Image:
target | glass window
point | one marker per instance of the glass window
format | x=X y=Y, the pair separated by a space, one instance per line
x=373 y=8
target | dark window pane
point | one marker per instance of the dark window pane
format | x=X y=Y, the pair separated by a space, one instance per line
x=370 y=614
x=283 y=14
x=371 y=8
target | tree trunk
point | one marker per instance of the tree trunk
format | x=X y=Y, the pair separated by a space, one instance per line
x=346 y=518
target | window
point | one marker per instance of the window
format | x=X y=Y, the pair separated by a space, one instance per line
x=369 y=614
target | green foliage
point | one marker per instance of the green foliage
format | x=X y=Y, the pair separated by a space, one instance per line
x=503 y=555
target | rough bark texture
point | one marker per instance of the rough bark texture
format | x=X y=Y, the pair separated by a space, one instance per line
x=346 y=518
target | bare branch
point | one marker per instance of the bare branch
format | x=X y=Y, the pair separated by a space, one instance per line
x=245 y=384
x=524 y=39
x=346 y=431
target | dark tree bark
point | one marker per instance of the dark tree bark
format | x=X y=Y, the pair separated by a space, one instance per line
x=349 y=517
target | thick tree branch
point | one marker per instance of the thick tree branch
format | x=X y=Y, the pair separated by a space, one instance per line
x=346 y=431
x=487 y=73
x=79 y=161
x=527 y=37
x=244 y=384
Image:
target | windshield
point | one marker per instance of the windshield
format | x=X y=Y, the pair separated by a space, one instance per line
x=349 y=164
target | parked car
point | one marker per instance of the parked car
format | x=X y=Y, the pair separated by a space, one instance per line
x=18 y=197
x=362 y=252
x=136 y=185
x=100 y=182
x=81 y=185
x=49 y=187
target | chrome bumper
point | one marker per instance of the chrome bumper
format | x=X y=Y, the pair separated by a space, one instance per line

###

Task:
The whole of the data is to be copied out word for word.

Response to this task:
Image:
target | glass window
point | one marker per instance of the glass window
format | x=X y=Y, the pair separated by a space, one instance per line
x=373 y=8
target | dark window pane
point | one marker per instance of the dark window pane
format | x=X y=Y, the pair separated by a space, one instance per line
x=370 y=614
x=283 y=14
x=371 y=8
target | tree trunk
point | one marker per instance of the tree trunk
format | x=X y=Y, the pair separated by a space, one instance per line
x=346 y=518
target | window
point | one marker per instance of the window
format | x=X y=Y, the pair separated by a space, one instance per line
x=369 y=614
target | green foliage
point | one marker per instance of the green foliage
format | x=X y=Y, the pair separated by a space, one instance per line
x=503 y=555
target | rough bark texture
point | one marker per instance of the rough bark texture
format | x=X y=Y, the pair separated by a space, one instance per line
x=346 y=518
target | bare branch
point | one marker per instance of the bare branch
format | x=X y=Y, the pair separated by a space, one instance per line
x=245 y=384
x=524 y=39
x=346 y=431
target | dark tree bark
point | one marker per instance of the dark tree bark
format | x=X y=Y, the pair separated by a space, one instance per line
x=349 y=517
target | thick tree branch
point | one marker per instance of the thick tree branch
format | x=X y=Y, the pair separated by a space, one instance per line
x=346 y=431
x=487 y=73
x=79 y=161
x=527 y=37
x=244 y=384
Image:
target | windshield
point | one marker per instance of the windshield
format | x=X y=Y, the pair separated by a space, one instance per line
x=349 y=164
target | parked car
point | one marker per instance of the parked car
format | x=X y=Y, the pair separated by a space, one instance per line
x=18 y=197
x=362 y=252
x=136 y=185
x=100 y=182
x=81 y=185
x=49 y=187
target | chrome bumper
point | one marker per instance of the chrome bumper
format | x=X y=Y, the pair separated by a space, one instance per line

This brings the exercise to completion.